PAGE:

January 30, 2012 at 10:43 am
Ha ha ha!!! (and ha ha ha HA)
Well now, that is 32 people more than me (and you probably have more hair than I do…)
January 29, 2012 at 3:17 pm
Call me out of touch but I had no idea who Mannheim Steamroller was until my parents mentioned it at Christmas. Well, more accurately, my mom called them the Anaheim Steamrollers, but we figured it out.
January 29, 2012 at 9:24 am
Oh I’ve got it. As a whole I DETEST country music with the exception of one song, and that song is SHE WOULDN’T BE GONE by Blake Shelton. Every time I hear it my ears pick up some kind of “pentameter” prose-like quality to the lyrics, and I become obsessed with figuring it out. Not to mention it’s a blast to sing with a drawl. And a beer.
January 29, 2012 at 10:32 am
There are always those songs – pop songs that have been crassly written for 12-year-olds, country songs about trucks, but one juuuuust hits you the right way, and you’re sunk.
January 29, 2012 at 2:18 pm
“Centerfold” by by J. Geils Band. A) Horrible song. 2) Cannot. Get it. Out. Of your head. Played incessantly during my time in retail, at a clothing store, my senior year of high school and during breaks my freshman year of college. That was 16, 17 years ago, and I actually still clench my jaw when I hear it.
Ugh, I’m angry just having typed this comment.
February 2, 2012 at 5:52 am
Yes, that song, well, my blood runs cold. Just thinking about it, it’s like my memory has just been sold.
January 29, 2012 at 3:17 pm
Everytime I hear “Relax” by Frankie Goes to Hollywood I start randomly spouting Zoolander Quotes… I might need help.
So, your previous place of employment – I can’t even imagine what it would be based on your secret coding. You won’t give us any clues, really??
February 2, 2012 at 5:53 am
As far as clues, I can tell you that it did not feature beer, nor fun. Plenty of the patrons were slim, but usually of the scary, obsessive type.
January 29, 2012 at 3:59 pm
Dang. I had one. I know I do, it was also due to me hearing it play on a loop on a crappy job. I can assure you everyone likes it though.
Why can’t I not remember?!? I guess I will the minute there is a chair flying through the air.
February 2, 2012 at 5:54 am
I’ll be ready to duck.
January 29, 2012 at 5:30 pm
All pretty good responses……
I can NOT take that Beyonce song “if you like it then you shudda putta ring on it….” The background “beat” sounds as though it was made by running a loop of the sound of nails on a chalkboard through a synthesizer. Wow, just writting about it has raised my blood pressure and lowered my IQ…….must resist ……no, I will not wear pleather……
February 2, 2012 at 5:54 am
Hey, that song comes up in my Glee post! It’s like MJ, Nonstepmom week here at The Byronic Man!
January 29, 2012 at 8:05 pm
I had a roommate in college who always played “I Would Do Anything for Love” by Meatloaf. I hated that song and I was not a big fan of the roommate. In fact, I may or may not be sitting in jail right now after a little “incident” in a bar that occurred (or didn’t occur) after some nimrod played that song. That is all I can say about the matter….where is my attorney? No comment.
February 2, 2012 at 5:55 am
I remember that song. I always tried to figure out if it was serious or parody, as I did with a lot of Meatloaf songs. Sounds serious… can’t be serious… but sounds serious… (etc.)

GIVEN INSTRUCTION A:
Retype the comment thread from "January 29, 2012 at 8:05" to "sounds serious… (etc.)", inclusive.
GIVEN INSTRUCTION B:
In the comment thread, which song did the college roommate always play?

DATA ENTRIES:
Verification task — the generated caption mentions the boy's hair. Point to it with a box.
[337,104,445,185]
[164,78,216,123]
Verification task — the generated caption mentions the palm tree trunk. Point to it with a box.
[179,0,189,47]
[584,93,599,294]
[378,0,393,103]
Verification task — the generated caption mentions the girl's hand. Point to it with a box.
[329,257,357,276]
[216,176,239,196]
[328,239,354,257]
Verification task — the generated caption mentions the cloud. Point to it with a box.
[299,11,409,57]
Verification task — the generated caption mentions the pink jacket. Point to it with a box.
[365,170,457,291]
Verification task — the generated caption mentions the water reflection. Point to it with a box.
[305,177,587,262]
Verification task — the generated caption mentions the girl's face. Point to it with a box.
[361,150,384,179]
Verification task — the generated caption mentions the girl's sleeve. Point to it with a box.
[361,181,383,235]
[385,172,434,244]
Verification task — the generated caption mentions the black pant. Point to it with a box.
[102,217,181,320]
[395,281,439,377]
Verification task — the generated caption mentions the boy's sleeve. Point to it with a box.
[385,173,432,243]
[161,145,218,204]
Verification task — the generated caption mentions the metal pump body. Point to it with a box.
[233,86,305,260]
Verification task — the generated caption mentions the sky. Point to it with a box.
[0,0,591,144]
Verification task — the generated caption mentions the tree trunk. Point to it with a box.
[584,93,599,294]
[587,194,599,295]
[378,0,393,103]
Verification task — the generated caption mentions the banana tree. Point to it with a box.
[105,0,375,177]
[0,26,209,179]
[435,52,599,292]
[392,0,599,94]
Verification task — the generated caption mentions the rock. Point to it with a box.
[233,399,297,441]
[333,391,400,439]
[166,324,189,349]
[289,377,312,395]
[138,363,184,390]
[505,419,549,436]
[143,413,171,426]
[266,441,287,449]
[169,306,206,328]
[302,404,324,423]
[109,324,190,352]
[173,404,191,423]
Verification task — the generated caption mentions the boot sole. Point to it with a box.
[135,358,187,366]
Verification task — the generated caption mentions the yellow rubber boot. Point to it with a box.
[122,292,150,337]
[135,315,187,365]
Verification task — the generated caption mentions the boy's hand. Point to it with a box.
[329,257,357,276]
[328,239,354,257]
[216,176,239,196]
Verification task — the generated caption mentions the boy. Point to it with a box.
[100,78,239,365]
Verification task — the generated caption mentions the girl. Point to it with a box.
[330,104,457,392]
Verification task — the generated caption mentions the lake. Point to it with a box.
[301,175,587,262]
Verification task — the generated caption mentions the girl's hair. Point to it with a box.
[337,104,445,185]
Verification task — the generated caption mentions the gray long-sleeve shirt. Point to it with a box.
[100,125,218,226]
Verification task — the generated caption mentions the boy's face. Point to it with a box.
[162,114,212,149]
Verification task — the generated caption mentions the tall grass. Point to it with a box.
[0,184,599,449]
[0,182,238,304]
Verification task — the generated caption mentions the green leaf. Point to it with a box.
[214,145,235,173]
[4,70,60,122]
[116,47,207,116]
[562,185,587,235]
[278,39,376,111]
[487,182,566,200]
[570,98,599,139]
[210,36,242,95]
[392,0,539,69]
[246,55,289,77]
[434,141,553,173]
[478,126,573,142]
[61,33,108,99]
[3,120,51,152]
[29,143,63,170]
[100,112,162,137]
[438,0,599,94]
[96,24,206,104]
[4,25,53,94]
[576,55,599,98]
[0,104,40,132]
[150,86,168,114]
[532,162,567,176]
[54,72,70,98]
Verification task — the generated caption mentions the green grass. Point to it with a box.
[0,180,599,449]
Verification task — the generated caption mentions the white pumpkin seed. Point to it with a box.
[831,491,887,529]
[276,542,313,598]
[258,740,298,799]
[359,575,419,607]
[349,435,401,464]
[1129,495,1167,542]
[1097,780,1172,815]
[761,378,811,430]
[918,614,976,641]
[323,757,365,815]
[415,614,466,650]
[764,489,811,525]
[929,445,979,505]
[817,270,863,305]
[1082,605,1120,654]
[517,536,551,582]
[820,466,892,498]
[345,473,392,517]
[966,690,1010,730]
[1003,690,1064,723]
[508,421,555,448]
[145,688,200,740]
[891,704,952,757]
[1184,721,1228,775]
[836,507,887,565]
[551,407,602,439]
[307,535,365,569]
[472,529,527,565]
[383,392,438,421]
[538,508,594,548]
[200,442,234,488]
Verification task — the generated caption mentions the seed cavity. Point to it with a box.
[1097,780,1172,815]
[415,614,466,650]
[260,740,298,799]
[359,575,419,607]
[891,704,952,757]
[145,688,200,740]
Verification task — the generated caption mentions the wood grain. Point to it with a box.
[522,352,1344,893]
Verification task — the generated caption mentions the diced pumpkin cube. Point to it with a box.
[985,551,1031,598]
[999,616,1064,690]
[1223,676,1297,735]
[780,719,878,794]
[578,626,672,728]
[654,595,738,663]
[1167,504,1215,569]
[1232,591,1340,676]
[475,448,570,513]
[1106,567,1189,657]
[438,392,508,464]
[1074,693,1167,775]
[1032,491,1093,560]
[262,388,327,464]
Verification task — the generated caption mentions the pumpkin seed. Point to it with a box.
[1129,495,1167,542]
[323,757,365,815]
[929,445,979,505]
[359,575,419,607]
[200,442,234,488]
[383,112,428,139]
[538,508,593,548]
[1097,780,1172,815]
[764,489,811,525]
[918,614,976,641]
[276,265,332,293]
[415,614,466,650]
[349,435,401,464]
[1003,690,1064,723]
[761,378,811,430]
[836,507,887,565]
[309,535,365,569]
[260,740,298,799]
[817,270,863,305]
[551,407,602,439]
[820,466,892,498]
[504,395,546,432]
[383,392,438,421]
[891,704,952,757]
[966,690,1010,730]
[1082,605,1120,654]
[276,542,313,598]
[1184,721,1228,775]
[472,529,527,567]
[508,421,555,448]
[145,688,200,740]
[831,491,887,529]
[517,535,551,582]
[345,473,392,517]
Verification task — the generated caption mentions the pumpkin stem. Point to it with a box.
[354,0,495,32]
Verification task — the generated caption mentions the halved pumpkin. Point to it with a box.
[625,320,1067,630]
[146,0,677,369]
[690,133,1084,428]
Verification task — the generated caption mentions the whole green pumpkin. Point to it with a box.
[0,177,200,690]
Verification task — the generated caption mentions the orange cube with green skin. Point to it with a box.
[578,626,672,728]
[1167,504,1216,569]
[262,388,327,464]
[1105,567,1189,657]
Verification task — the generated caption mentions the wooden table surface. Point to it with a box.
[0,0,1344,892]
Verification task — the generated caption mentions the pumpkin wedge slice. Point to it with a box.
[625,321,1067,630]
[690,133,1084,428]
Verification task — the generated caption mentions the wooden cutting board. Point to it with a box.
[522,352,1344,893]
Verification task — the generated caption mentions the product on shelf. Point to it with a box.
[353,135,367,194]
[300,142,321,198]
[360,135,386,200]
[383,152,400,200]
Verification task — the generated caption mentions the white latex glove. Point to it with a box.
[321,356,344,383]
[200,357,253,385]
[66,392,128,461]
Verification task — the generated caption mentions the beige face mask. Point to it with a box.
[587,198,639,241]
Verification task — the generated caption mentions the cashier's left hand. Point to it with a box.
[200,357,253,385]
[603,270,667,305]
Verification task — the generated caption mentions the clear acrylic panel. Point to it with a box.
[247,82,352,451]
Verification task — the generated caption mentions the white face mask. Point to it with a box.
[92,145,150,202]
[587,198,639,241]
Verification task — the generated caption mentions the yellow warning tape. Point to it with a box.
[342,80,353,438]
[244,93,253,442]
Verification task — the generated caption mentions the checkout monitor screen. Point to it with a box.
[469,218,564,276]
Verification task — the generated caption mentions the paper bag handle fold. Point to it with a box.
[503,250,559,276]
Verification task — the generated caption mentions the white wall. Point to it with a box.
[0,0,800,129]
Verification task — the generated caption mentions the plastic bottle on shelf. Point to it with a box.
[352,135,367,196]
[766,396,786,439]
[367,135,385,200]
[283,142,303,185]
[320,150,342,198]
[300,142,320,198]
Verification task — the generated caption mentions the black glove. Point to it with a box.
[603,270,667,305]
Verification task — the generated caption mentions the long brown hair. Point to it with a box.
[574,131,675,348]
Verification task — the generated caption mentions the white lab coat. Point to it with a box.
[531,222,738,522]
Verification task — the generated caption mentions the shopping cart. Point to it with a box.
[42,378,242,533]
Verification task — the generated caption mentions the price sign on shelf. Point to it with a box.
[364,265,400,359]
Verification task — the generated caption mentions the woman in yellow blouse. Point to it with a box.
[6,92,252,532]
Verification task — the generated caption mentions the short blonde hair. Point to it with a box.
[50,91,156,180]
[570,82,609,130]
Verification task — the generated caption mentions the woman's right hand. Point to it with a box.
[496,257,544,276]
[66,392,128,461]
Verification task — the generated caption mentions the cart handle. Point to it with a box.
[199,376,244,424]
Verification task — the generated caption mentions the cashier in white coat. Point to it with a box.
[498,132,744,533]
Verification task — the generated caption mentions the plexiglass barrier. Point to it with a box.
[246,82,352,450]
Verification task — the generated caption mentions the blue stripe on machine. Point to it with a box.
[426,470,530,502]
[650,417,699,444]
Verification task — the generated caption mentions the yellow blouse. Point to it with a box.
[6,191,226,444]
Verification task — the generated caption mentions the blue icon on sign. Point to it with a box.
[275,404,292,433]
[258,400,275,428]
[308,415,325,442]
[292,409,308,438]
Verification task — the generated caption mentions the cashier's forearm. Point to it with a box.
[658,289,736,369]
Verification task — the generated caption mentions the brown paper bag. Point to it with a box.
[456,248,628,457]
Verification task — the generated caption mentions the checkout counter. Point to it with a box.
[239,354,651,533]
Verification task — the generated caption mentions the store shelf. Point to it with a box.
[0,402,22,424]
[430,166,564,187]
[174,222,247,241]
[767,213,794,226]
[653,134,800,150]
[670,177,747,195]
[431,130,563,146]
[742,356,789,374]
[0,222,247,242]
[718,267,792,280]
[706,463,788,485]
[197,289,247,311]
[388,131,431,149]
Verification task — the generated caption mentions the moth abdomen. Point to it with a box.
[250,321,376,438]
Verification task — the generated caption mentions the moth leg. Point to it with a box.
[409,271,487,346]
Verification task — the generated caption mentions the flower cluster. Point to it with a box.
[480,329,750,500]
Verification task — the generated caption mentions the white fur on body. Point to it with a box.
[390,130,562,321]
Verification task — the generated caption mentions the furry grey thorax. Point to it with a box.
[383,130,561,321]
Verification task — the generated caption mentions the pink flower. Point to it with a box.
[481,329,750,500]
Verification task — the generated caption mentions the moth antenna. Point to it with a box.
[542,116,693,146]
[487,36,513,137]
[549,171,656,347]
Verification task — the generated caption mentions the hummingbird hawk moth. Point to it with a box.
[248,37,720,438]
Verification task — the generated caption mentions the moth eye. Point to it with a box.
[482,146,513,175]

PROBLEM SOLUTION A:
January 29, 2012 at 8:05 pm
I had a roommate in college who always played “I Would Do Anything for Love” by Meatloaf. I hated that song and I was not a big fan of the roommate. In fact, I may or may not be sitting in jail right now after a little “incident” in a bar that occurred (or didn’t occur) after some nimrod played that song. That is all I can say about the matter….where is my attorney? No comment.
February 2, 2012 at 5:55 am
I remember that song. I always tried to figure out if it was serious or parody, as I did with a lot of Meatloaf songs. Sounds serious… can’t be serious… but sounds serious… (etc.)

PROBLEM SOLUTION B:
"I Would Do Anything for Love" by Meatloaf